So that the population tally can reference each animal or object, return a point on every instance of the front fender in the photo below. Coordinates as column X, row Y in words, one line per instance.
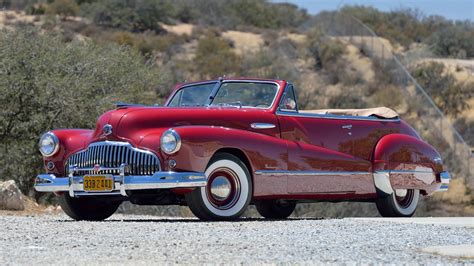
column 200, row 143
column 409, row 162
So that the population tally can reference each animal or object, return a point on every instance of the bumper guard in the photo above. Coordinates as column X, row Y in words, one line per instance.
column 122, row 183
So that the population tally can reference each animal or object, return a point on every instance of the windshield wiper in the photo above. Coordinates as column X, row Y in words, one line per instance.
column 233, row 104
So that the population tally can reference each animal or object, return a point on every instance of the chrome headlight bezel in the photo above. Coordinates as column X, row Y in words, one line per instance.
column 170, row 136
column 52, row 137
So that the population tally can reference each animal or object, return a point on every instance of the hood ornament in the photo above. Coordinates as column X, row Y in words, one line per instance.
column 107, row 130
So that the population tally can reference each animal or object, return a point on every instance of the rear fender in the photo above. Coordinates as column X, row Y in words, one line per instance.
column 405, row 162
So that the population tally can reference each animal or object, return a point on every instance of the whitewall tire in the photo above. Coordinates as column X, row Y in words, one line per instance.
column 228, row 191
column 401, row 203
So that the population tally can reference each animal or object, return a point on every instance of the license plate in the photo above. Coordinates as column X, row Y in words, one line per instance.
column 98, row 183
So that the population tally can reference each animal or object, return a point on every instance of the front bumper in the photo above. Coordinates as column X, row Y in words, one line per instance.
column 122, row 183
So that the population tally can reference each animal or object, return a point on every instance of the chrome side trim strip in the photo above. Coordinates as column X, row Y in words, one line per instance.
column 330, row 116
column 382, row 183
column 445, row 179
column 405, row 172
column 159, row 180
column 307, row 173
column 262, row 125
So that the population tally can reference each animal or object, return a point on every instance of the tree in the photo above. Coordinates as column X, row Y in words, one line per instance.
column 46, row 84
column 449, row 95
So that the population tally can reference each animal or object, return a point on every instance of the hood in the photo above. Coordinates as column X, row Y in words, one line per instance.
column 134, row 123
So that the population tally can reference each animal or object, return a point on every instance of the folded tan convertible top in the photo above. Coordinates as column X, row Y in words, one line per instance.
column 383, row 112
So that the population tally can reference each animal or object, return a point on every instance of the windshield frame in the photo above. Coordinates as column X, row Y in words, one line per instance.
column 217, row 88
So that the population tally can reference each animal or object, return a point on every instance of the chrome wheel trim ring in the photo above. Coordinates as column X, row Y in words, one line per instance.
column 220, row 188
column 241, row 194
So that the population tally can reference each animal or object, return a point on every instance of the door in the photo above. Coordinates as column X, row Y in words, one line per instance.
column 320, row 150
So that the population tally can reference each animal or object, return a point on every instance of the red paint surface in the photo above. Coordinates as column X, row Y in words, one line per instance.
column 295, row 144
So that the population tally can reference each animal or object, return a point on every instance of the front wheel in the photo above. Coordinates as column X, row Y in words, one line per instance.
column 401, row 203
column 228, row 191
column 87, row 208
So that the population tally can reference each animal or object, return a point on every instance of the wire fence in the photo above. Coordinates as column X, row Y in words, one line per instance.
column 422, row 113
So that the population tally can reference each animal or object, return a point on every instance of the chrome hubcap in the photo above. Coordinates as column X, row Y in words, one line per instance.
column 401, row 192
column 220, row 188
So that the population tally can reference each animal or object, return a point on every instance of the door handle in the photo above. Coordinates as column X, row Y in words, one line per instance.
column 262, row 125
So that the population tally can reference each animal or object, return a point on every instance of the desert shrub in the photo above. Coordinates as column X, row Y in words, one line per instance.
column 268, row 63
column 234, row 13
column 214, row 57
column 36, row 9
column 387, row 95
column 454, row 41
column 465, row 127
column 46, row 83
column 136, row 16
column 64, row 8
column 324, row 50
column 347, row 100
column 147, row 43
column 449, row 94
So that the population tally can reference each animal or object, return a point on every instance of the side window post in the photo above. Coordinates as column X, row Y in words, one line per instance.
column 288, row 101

==========

## Exercise
Without the pictures, transcribe the listing exactly as it stands.

## Solution for this exercise
So that the population tally can reference each animal or object, return a point on every instance of the front fender in the photo below. Coordinates as column X, row Y in words, one line per instance.
column 200, row 143
column 409, row 162
So that the population tally can reference each animal or object, return a point on every instance of the bumper guard in the photo above. Coordinates as column X, row Y in words, one line per instance.
column 122, row 183
So that the population tally can reference each animal or object, return a point on every instance of the windshield wiper in the photo above. Coordinates as column X, row Y in words, one line per instance.
column 233, row 104
So that the population tally can reference each animal or object, return a point on every instance of the chrome headlight bezel in the photo above. Coordinates as column X, row Y in words, one line per instance.
column 170, row 136
column 52, row 137
So that the population tally can reference each animal or object, return a point on every instance of the hood ornament in the photo above. Coordinates as column X, row Y in words, one line per instance.
column 107, row 130
So that the population tally can reference each animal or object, return a point on every instance of the rear fender in the photo above. Coordinates as column X, row Y in words, one line per instance.
column 405, row 162
So that the population tally can reference each animal or object, return a point on every instance of the whitewall tire in the photo above. Coordinates as column X, row Y in words, one line per instance.
column 228, row 191
column 401, row 203
So that the population tally can reference each animal or object, return a point on every instance of the license plate in the photo above. Coordinates as column X, row Y in words, one line per instance.
column 98, row 183
So that the population tally can reference each animal or object, return a point on every instance of the front bumper in the photo above. Coordinates as column X, row Y in words, one line per instance.
column 122, row 183
So that the population tally can reference each animal or object, return a point on every instance of the chrome side trim strip in the photo above. Coordinates as column X, row Y in words, one line per instance.
column 330, row 116
column 382, row 183
column 445, row 179
column 405, row 172
column 159, row 180
column 307, row 173
column 262, row 125
So that the population tally can reference each animal or object, return a point on every instance of the tree in the photo above. Coordinates as column X, row Y in words, one line per instance.
column 46, row 84
column 449, row 95
So that the population tally can reference each animal or object, return a point on every instance of the hood in the photo above. Coordinates as column X, row Y in words, one line per instance.
column 134, row 123
So that the population tally can reference each animal or object, return a point on every instance of the folded tan convertible top in the photo above. Coordinates as column X, row Y in words, one line per instance.
column 383, row 112
So that the population tally can reference each animal or object, return a point on every instance of the windshield frame in the photo above. Coordinates as column X, row Y in words, one line per instance.
column 217, row 88
So that the population tally can reference each animal or object, return a point on every instance of the chrome wheel trim ring in the photo above. Coordinates as column X, row Y in words, one line per instance.
column 220, row 188
column 241, row 194
So that the population tally can reference each animal or object, return a point on every instance of the door in the photo above. Coordinates as column X, row Y in words, one line per instance.
column 320, row 150
So that the population tally can reference each animal or object, return a point on every instance of the red paint surface in the photo above. Coordinates as column X, row Y in words, one line per instance.
column 295, row 144
So that the population tally can reference each animal or object, return a point on every instance of the front wheel in the photo above. Coordinates as column X, row Y in words, one line per instance.
column 401, row 203
column 228, row 191
column 87, row 208
So that the population tally can reference each animal or object, return a point on every instance of the wire fence in the photo above. Coordinates as column X, row Y in words, one line per instance.
column 422, row 113
So that the population tally can reference each animal or object, return a point on every instance of the chrome hubcap in the photo above. Coordinates as column X, row Y in words, one line per instance.
column 401, row 192
column 220, row 188
So that the population tally can reference each animal or object, return a point on every instance of the door handle in the photo above. Coordinates as column X, row Y in words, one line per instance.
column 262, row 125
So that the population tally can reference each animal or object, return a point on every instance of the desert shrub in the photo above. Coordinates as column X, row Y in words, one line per instance.
column 268, row 63
column 234, row 13
column 214, row 57
column 36, row 9
column 387, row 95
column 454, row 41
column 465, row 127
column 46, row 83
column 136, row 16
column 64, row 8
column 324, row 50
column 347, row 100
column 147, row 43
column 449, row 94
So that the population tally can reference each animal or object, return a point on every instance of the side window post in the photo above. Coordinates as column X, row Y in words, one line per instance.
column 288, row 101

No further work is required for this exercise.